- Problem to work on
Count the lines in the rows below that contain the string "white", treating uppercase and lowercase as different. Reply with the number alone.
## START Data
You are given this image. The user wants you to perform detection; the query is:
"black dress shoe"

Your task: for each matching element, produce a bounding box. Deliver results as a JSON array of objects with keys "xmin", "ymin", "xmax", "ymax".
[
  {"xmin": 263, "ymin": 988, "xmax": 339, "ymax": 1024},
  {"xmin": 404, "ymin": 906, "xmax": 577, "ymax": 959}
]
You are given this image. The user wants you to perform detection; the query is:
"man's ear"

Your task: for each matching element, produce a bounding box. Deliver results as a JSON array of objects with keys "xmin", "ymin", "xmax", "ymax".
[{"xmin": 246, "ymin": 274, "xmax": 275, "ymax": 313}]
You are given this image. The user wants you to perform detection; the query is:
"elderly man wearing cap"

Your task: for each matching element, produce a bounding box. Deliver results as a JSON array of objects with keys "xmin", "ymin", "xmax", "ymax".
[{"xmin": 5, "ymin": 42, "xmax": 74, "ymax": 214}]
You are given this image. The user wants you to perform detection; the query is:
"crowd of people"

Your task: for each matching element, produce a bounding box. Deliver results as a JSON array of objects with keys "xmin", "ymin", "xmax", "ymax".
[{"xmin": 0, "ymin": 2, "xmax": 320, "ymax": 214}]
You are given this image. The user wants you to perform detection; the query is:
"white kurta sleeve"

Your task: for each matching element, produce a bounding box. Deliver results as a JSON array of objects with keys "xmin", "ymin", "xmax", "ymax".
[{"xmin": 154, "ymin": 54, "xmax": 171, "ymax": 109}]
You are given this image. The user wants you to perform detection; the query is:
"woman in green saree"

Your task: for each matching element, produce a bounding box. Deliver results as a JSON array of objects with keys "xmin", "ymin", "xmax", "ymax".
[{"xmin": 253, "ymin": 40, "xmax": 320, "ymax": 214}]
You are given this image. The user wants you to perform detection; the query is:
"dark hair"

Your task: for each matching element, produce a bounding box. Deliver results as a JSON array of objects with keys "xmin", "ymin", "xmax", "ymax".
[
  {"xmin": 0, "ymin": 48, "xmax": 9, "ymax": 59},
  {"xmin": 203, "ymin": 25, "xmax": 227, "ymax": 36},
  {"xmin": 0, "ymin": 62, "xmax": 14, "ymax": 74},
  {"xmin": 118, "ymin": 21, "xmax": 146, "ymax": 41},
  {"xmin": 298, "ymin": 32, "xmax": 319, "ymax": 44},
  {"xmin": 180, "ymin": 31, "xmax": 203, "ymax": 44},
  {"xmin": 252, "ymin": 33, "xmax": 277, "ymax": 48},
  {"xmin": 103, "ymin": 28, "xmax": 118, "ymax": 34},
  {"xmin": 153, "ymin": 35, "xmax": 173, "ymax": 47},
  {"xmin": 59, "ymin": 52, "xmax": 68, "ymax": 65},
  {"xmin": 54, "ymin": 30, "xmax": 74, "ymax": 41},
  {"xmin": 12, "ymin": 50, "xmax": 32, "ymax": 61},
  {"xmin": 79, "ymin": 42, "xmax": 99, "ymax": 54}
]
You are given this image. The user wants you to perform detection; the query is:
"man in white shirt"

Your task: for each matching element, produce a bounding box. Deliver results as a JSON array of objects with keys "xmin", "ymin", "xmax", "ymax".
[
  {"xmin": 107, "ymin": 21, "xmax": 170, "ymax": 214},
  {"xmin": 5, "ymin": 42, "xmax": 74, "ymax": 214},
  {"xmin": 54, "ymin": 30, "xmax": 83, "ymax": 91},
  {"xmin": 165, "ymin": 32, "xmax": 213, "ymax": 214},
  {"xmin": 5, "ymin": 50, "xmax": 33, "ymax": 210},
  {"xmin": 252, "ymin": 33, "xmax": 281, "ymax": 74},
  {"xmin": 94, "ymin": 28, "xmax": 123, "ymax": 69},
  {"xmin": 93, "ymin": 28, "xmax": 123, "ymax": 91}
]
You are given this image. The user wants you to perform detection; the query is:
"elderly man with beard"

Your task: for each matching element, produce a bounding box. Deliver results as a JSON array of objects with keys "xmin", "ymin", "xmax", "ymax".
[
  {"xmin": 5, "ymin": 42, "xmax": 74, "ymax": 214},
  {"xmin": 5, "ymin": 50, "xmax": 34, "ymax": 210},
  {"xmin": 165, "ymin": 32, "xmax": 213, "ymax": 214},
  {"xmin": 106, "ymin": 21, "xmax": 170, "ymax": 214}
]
## END Data
- Reply to the exercise
2